Tasks for this exercise:
A. In the article on the NK2R obesity receptor, which company bought Embark Biotech?
B. In the article on the NK2R obesity receptor, what effects did the long-acting selective agonist produce in diet-induced obese mice and obese macaques? List all of them.
C. Continue the article on the NK2R obesity receptor from its final sentence.

The blockbuster obesity drugs work mostly one way. Semaglutide ↗ and tirzepatide ↗ make people eat less. A receptor called NK2R does something those drugs barely touch: in animals, switching it on also makes the body burn more energy. A paper published this week in Nature Structural and Molecular Biology ↗ takes aim at the single problem standing between that biology and a usable drug.

NK2R, short for neurokinin 2 receptor, sits on cells in the brain and in peripheral tissue. In 2024 a group led by Zachary Gerhart-Hines at the University of Copenhagen reported in Nature ↗ that activating it suppresses appetite through the brain and raises energy expenditure through the body at the same time, while improving insulin sensitivity. In diet-induced obese mice and in obese macaques, a long-acting selective agonist cut food intake and body weight and pushed up oxygen consumption and fat burning. The spin-out built around that work, Embark Biotech, was bought by Novo Nordisk.

Here is the catch. The body's own switch for NK2R is a peptide called neurokinin A ↗, and it is sloppy. It also turns on close relatives in the same receptor family, including the receptor for substance P ↗, the peptide that carries pain and inflammation signals. Hitting those off-target receptors is how you get side effects. A neurokinin drug that is not selective is not a drug.

Data excerpts:
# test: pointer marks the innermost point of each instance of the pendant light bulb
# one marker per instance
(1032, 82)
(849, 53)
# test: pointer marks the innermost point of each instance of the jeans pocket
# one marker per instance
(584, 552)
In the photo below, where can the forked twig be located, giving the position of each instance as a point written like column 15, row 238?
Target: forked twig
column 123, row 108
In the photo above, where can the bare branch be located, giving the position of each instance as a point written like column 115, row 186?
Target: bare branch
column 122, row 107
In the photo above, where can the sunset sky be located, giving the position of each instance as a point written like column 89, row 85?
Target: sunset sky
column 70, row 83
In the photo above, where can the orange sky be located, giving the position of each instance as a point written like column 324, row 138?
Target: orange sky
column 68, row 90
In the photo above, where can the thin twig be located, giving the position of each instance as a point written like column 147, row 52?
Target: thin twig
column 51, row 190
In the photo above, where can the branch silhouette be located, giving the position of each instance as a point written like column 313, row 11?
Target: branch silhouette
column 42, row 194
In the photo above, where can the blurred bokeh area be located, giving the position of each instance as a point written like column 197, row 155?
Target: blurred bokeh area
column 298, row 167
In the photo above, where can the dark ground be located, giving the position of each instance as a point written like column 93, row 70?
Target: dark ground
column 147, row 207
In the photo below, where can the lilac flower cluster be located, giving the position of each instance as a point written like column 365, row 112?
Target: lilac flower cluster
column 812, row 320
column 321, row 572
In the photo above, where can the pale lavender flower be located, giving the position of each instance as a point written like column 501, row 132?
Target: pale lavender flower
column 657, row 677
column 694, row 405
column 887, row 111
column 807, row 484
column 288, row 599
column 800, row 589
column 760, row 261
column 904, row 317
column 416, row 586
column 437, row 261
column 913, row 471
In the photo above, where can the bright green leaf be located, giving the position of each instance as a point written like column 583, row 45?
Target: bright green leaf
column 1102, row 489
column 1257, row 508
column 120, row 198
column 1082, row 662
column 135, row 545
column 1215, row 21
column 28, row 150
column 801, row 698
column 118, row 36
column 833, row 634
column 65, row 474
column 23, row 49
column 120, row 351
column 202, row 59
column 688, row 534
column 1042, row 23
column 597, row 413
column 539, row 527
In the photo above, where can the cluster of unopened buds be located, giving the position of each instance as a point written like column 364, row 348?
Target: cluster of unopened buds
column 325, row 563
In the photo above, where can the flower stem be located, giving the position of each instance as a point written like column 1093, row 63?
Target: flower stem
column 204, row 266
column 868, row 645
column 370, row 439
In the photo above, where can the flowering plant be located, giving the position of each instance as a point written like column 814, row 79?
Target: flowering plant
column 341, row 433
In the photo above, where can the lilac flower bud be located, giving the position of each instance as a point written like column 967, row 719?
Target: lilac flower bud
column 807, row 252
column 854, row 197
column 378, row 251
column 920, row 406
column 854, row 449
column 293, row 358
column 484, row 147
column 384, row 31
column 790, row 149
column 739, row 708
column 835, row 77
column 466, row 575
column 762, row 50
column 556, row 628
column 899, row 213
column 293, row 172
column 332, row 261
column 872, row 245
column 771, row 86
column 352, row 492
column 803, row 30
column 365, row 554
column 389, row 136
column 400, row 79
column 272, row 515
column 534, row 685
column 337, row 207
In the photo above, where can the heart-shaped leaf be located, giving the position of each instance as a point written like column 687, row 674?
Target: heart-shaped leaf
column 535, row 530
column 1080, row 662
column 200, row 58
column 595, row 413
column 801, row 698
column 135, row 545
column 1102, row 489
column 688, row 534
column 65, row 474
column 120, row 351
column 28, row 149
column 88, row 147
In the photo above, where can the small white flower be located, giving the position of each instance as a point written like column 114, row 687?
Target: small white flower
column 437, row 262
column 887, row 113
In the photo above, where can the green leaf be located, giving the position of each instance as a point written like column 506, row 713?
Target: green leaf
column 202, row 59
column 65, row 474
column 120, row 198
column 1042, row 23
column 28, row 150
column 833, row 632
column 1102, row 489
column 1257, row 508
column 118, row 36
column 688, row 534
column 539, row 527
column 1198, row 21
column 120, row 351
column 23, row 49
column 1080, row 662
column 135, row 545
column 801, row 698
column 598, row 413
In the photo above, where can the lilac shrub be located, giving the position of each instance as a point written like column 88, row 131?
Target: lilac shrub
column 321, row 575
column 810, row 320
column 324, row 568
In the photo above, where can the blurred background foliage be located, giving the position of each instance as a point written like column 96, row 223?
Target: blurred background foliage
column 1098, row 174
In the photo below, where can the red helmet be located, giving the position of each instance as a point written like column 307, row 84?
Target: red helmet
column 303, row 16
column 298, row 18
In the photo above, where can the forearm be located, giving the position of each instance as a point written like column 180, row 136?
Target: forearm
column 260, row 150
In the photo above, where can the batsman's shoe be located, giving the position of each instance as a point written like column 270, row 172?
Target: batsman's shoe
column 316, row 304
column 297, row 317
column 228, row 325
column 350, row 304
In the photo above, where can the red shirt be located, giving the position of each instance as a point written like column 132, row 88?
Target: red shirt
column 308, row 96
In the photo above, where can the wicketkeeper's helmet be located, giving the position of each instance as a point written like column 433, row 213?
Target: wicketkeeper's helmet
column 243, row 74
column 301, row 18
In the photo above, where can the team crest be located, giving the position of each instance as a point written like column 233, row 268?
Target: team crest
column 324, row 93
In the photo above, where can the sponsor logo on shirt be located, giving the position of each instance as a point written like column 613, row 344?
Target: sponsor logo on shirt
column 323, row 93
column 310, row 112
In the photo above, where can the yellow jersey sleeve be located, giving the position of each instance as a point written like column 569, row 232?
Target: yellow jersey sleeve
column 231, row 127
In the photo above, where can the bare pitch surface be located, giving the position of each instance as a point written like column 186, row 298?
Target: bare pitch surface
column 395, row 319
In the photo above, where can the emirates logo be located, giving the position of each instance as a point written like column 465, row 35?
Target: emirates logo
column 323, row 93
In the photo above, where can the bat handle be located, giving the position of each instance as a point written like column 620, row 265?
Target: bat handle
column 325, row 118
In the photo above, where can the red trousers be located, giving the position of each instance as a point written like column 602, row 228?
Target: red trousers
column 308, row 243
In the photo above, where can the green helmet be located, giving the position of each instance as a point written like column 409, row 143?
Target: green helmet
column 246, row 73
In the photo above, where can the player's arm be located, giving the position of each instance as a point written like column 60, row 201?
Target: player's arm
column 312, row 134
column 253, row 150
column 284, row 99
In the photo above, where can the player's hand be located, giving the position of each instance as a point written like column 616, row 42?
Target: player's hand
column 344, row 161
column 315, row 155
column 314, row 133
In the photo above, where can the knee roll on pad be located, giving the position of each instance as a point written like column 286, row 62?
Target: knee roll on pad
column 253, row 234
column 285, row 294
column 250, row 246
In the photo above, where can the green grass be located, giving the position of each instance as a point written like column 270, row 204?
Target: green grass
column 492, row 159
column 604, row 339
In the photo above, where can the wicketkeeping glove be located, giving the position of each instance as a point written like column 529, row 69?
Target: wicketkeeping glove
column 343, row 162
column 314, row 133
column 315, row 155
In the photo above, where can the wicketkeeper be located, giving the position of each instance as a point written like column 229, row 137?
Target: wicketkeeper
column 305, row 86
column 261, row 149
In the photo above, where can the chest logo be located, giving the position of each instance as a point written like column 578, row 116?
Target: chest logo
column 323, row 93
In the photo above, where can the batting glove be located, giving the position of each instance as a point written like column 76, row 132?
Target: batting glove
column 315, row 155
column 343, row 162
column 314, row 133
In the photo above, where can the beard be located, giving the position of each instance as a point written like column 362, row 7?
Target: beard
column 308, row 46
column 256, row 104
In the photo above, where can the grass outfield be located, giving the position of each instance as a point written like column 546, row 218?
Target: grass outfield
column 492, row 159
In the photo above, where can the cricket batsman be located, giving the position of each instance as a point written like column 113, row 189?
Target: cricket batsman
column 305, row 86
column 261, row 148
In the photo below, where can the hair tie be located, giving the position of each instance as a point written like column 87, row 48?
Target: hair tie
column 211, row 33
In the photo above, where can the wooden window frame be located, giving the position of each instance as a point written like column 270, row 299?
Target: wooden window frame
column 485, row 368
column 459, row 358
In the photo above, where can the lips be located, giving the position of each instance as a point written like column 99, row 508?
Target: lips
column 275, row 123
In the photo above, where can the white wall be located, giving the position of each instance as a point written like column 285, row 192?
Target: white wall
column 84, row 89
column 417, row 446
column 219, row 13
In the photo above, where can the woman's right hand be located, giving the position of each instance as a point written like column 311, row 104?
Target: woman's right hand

Responses:
A. Novo Nordisk

B. It cut food intake, cut body weight, increased oxygen consumption and increased fat burning.

C.
How a peptide picks one receptor

Neurokinin peptides are read by their receptors in two parts. The tail end of the peptide flips the receptor on, and the front end decides which receptor in the family it talks to. The new paper works out, at the structural level, what makes an agonist choose NK2R over its siblings, which is exactly the information you need to design a molecule that activates the weight-loss receptor and leaves the others alone. The natural ligand cannot do that. An engineered one can be built to.

A selective, long-acting NK2R agonist, referred to as EB1002 in a recent review ↗, is the version carried furthest, with a half-life long enough to imagine once-weekly dosing like the GLP-1 drugs. No human trial has been reported yet.

Why the field cares

The interest in NK2R is really interest in energy expenditure. Every approved obesity drug works by turning appetite down, and appetite has a floor. People can only eat so much less, which is part of why weight loss on these drugs plateaus. A drug that also raises the rate at which the body spends energy attacks the other side of the equation. That is the prize, and selectivity is the toll. peptidemodel tracks NK2R as TACR2 ↗ and the off-target it has to dodge as TACR1 ↗; the GLP-1 receptor ↗ drugs it would complement sit one target over.